# [WORK REQUIRED]
Copy the records from the beginning through the line containing "box: [796, 1436, 1535, 1562]", replacing "positive clicks" with "foreground clicks" and leaving everything else unchanged.

________________

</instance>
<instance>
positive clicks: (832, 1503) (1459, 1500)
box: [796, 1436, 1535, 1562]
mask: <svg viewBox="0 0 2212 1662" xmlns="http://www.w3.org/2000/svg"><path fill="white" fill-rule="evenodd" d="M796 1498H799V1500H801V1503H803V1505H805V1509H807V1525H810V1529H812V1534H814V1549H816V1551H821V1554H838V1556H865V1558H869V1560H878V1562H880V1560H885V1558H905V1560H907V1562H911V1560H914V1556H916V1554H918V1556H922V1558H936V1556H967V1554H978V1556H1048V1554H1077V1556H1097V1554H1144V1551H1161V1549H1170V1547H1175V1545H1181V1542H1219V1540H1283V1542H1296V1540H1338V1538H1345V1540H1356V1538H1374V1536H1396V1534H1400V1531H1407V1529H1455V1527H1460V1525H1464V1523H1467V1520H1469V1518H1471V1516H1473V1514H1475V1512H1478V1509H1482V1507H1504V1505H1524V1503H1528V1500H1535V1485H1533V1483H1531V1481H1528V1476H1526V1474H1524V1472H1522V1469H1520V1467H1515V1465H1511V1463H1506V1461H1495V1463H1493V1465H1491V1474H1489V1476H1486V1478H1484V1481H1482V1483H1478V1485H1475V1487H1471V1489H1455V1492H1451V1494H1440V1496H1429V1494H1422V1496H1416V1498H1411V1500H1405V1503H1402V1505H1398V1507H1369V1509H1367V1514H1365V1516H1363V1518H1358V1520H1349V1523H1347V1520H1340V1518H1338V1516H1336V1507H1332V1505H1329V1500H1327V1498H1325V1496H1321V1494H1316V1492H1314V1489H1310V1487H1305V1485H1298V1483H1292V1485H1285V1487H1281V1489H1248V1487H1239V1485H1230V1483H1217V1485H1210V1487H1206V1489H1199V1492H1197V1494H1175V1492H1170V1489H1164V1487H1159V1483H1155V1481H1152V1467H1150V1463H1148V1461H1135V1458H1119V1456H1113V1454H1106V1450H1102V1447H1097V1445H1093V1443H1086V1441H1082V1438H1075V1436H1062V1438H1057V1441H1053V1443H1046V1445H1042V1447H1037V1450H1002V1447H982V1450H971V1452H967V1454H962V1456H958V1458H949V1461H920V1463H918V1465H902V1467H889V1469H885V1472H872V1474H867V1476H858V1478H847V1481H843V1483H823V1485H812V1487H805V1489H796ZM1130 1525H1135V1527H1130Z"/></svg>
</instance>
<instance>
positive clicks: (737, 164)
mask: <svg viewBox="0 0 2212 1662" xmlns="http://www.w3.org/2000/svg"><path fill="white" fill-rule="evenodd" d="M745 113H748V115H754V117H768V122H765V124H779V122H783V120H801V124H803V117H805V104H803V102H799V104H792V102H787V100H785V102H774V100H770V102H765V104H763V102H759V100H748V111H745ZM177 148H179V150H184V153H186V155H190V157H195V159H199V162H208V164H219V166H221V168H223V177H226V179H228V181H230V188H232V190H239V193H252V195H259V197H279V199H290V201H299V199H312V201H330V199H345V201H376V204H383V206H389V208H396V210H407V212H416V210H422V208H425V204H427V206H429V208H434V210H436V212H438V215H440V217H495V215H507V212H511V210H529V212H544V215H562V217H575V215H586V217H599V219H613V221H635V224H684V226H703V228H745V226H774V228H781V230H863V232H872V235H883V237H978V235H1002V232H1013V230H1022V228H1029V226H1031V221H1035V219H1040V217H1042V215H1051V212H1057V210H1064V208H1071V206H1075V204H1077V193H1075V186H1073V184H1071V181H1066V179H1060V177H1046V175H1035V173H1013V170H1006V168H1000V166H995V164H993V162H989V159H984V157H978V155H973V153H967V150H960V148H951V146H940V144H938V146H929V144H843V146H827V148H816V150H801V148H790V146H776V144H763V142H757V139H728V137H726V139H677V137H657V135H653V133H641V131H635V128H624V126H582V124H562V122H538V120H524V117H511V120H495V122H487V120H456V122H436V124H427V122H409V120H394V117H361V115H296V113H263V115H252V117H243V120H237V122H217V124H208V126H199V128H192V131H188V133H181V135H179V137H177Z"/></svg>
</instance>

________________

# [YOUR RESPONSE]
</instance>
<instance>
foreground clicks: (832, 1503) (1459, 1500)
box: [796, 1436, 1535, 1562]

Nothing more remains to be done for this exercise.